[Request] Starting at the beginning of the entries and stopping after the line that contains "point(385, 433)", with both ends included, reproduce every line, requests included, and scale each answer coordinate by 1.55, rounding to whole numbers with halves rounded up. Leave the numbers in the requests and their format samples unchanged, and omit the pictures.

* begin Records to process *

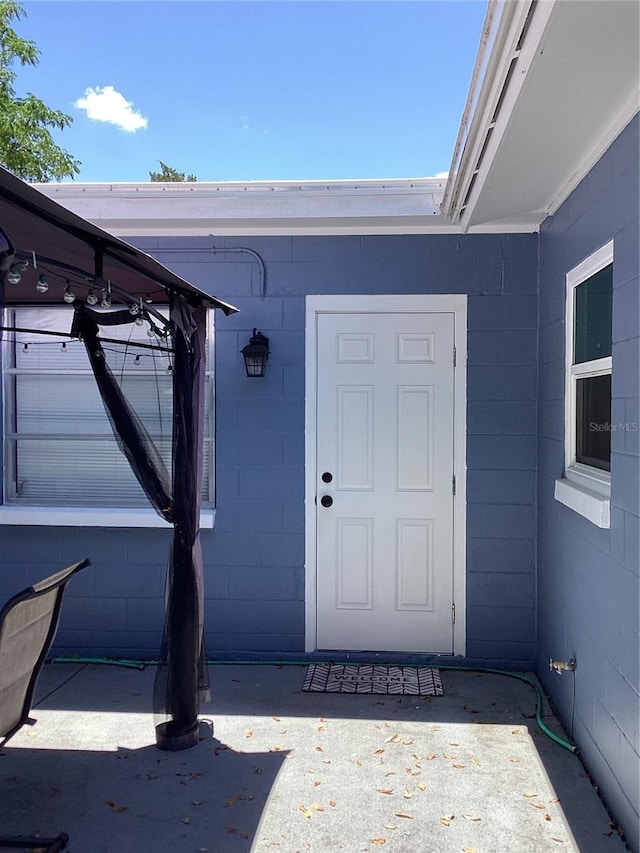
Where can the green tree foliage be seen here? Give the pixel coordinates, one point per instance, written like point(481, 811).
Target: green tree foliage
point(26, 146)
point(169, 175)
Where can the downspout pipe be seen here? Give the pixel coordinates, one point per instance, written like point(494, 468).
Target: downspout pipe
point(261, 264)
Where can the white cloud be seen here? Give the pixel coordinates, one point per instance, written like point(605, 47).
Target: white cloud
point(106, 104)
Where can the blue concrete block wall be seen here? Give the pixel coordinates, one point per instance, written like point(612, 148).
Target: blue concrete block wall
point(588, 578)
point(254, 559)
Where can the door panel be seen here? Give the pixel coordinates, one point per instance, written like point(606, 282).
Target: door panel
point(385, 433)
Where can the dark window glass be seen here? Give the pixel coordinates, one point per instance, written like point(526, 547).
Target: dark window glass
point(593, 421)
point(593, 317)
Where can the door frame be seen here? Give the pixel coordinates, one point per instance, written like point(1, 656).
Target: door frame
point(455, 304)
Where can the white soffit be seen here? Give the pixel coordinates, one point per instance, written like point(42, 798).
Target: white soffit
point(572, 88)
point(258, 207)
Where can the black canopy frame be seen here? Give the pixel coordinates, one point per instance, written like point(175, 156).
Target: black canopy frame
point(33, 226)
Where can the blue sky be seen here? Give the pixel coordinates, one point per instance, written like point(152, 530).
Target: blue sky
point(256, 90)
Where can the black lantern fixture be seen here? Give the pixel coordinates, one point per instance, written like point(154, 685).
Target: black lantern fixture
point(255, 354)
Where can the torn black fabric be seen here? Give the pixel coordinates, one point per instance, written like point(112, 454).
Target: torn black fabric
point(182, 676)
point(130, 433)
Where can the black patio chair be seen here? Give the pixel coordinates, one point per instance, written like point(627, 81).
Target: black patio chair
point(28, 625)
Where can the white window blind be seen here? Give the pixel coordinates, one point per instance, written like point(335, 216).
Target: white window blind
point(59, 449)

* end Records to process *

[Problem solution]
Where can the green tree foliage be seen here? Give the pixel coordinates, one point per instance, written like point(481, 811).
Target: green tree foliage
point(40, 226)
point(262, 271)
Where can the downspout pipe be seen here? Give the pixel coordinates, one point per instance, written like point(494, 468).
Target: downspout pipe
point(405, 409)
Where can the white cloud be seen here? Give the pixel coordinates, one point per instance, written like point(605, 47).
Target: white cloud
point(164, 161)
Where can the blue concrete block wall be seen here? Give the pixel coordinates, one point per instance, written like point(612, 148).
Target: blue concrete block wall
point(911, 896)
point(394, 866)
Where can the door panel be seen here? Give the pixel coordinates, one point per instance, written like point(606, 282).
Target: door panel
point(597, 671)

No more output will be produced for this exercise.